- _Tasks to complete_
[a] Answer these from the actor profile:
(i) In which show did he play Voldemort at UT?
(ii) What specialized skill on his resume does the profile quote?
(iii) Which of his idols is described as going against the grain?
[b] According to the actor profile, why did the writer ask him to explain one of the skills on his resume? Answer in one to three sentences.
[c] Carry the actor profile forward from the end of its final sentence.

- _Quoted passage_
%%
Puffs wasn’t his first turn as the Dark Lord, either: He played Voldemort in “A Very Potter Musical” at UT. (A big Potter fan, he spoke with me on the phone during his third visit to Epic Universe, home of HP’s Wizarding World.)

A guitarist as well as a singer/actor, he lists some more specialized skills on his resume, including… “Can shake eyes very fast.”

This not being a skill I was familiar with, I asked him to explain. “It’s this thing, it looks like my eyes are vibrating,” he replied. “Hugh Jackman can do this, too, funnily enough.”

His idols (other than Jackman) include Jim Carrey (“he goes against the grain”) and fellow former “theater kids” Josh Groban and David Corenswet (the current Superman).
%%
- _Data excerpts_
%%
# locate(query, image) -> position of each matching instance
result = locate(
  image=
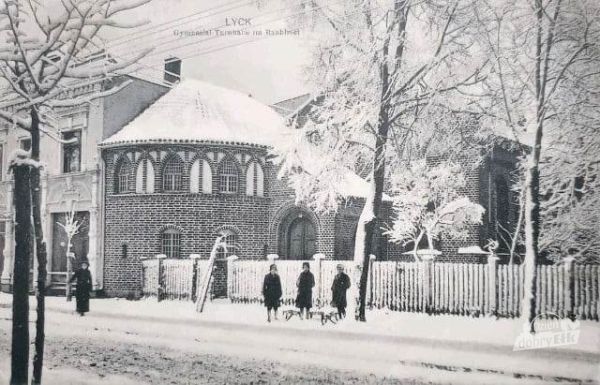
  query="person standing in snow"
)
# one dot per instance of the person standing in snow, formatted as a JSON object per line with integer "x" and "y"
{"x": 341, "y": 283}
{"x": 305, "y": 283}
{"x": 83, "y": 277}
{"x": 272, "y": 291}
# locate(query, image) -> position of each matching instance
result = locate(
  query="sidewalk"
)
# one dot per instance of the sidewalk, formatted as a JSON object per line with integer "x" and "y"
{"x": 447, "y": 328}
{"x": 447, "y": 343}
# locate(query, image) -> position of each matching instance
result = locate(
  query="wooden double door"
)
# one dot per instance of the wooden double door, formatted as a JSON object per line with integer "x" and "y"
{"x": 302, "y": 239}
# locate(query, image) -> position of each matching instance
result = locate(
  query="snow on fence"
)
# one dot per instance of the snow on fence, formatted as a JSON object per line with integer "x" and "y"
{"x": 172, "y": 278}
{"x": 436, "y": 287}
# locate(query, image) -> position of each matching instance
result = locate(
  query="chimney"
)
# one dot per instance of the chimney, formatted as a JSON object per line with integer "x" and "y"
{"x": 172, "y": 70}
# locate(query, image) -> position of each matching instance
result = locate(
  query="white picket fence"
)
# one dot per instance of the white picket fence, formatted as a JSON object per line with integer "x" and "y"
{"x": 566, "y": 290}
{"x": 172, "y": 278}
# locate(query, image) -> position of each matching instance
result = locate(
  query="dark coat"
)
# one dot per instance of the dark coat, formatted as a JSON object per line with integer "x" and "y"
{"x": 83, "y": 277}
{"x": 305, "y": 283}
{"x": 341, "y": 283}
{"x": 272, "y": 290}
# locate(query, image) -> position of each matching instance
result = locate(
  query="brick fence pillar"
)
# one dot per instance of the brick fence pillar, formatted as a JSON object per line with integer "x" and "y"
{"x": 319, "y": 281}
{"x": 230, "y": 278}
{"x": 161, "y": 292}
{"x": 569, "y": 286}
{"x": 492, "y": 288}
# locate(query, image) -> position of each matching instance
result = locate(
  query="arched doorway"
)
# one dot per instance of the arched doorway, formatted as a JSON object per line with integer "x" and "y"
{"x": 301, "y": 239}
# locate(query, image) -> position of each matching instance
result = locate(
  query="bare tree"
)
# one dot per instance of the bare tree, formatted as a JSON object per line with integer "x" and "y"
{"x": 429, "y": 201}
{"x": 377, "y": 77}
{"x": 545, "y": 84}
{"x": 21, "y": 167}
{"x": 71, "y": 229}
{"x": 42, "y": 58}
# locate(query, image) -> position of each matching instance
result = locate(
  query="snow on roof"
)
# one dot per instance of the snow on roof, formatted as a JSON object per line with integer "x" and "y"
{"x": 195, "y": 111}
{"x": 290, "y": 106}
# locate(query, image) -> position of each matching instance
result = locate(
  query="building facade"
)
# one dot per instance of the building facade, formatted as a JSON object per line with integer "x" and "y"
{"x": 71, "y": 175}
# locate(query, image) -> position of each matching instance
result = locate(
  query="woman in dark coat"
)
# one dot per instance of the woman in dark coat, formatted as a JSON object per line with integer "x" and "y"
{"x": 83, "y": 277}
{"x": 341, "y": 283}
{"x": 272, "y": 291}
{"x": 305, "y": 283}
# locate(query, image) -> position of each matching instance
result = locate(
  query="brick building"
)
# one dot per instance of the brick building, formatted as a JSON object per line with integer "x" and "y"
{"x": 193, "y": 166}
{"x": 72, "y": 173}
{"x": 196, "y": 165}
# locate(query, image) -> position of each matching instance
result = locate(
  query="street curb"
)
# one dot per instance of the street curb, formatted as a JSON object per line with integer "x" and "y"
{"x": 282, "y": 329}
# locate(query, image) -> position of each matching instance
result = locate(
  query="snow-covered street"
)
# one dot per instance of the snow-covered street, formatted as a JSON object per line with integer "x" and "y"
{"x": 167, "y": 342}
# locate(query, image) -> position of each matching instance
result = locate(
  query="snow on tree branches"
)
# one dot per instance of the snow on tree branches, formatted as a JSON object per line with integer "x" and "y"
{"x": 428, "y": 202}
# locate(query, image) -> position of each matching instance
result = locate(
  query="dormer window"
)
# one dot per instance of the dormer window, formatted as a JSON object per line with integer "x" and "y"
{"x": 228, "y": 177}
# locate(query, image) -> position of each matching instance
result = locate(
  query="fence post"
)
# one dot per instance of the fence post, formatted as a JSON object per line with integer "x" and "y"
{"x": 195, "y": 258}
{"x": 372, "y": 259}
{"x": 230, "y": 260}
{"x": 427, "y": 262}
{"x": 318, "y": 258}
{"x": 161, "y": 278}
{"x": 492, "y": 288}
{"x": 570, "y": 288}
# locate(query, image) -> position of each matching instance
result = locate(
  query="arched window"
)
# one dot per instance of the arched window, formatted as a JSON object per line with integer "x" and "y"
{"x": 144, "y": 177}
{"x": 171, "y": 243}
{"x": 230, "y": 240}
{"x": 255, "y": 180}
{"x": 122, "y": 179}
{"x": 228, "y": 177}
{"x": 173, "y": 175}
{"x": 503, "y": 229}
{"x": 201, "y": 177}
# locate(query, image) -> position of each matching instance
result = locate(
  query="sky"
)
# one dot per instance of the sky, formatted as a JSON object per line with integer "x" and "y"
{"x": 270, "y": 69}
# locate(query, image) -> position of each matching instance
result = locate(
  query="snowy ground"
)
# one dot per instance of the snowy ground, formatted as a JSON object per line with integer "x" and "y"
{"x": 168, "y": 342}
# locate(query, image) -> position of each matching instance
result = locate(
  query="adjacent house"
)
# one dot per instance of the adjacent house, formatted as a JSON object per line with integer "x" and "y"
{"x": 72, "y": 174}
{"x": 158, "y": 168}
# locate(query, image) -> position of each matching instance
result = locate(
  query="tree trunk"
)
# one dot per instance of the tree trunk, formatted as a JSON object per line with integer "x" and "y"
{"x": 383, "y": 127}
{"x": 40, "y": 247}
{"x": 532, "y": 185}
{"x": 23, "y": 252}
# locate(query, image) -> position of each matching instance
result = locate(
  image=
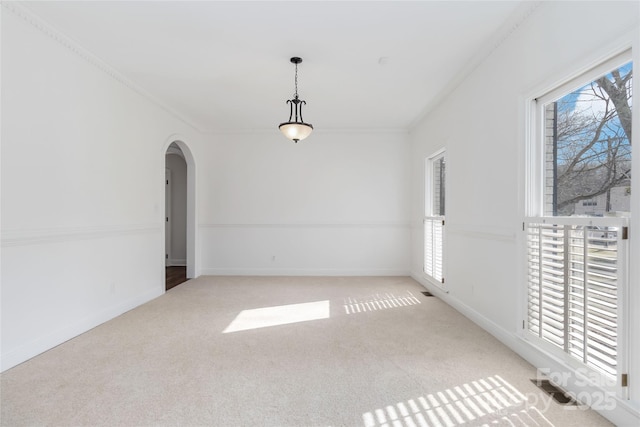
%%
- _Answers by task_
[a]
(i) "A Very Potter Musical"
(ii) "Can shake eyes very fast."
(iii) Jim Carrey

[b] The writer asked him to explain "Can shake eyes very fast" because it was not a skill the writer was familiar with. He described it as a thing that makes his eyes look like they are vibrating.

[c]
Sutherland hopes to move to NYC next fall, so it may not be long before he follows in his idols’ footsteps. Before that, though, he’s got another local gig coming up: He’ll be playing Ash Williams, the chainsaw-wielding hero of Stageworks’ “Evil Dead: The Musical” opening Oct. 24. He’s looking forward to the role, which will take advantage of his flair for physical comedy as well as his baritone/tenor vocal range. 

But, he warns, there will be blood. And some of it may splash onto the first few rows.

He’ll have to give a heads-up to his parents: “They like to sit in the front row.”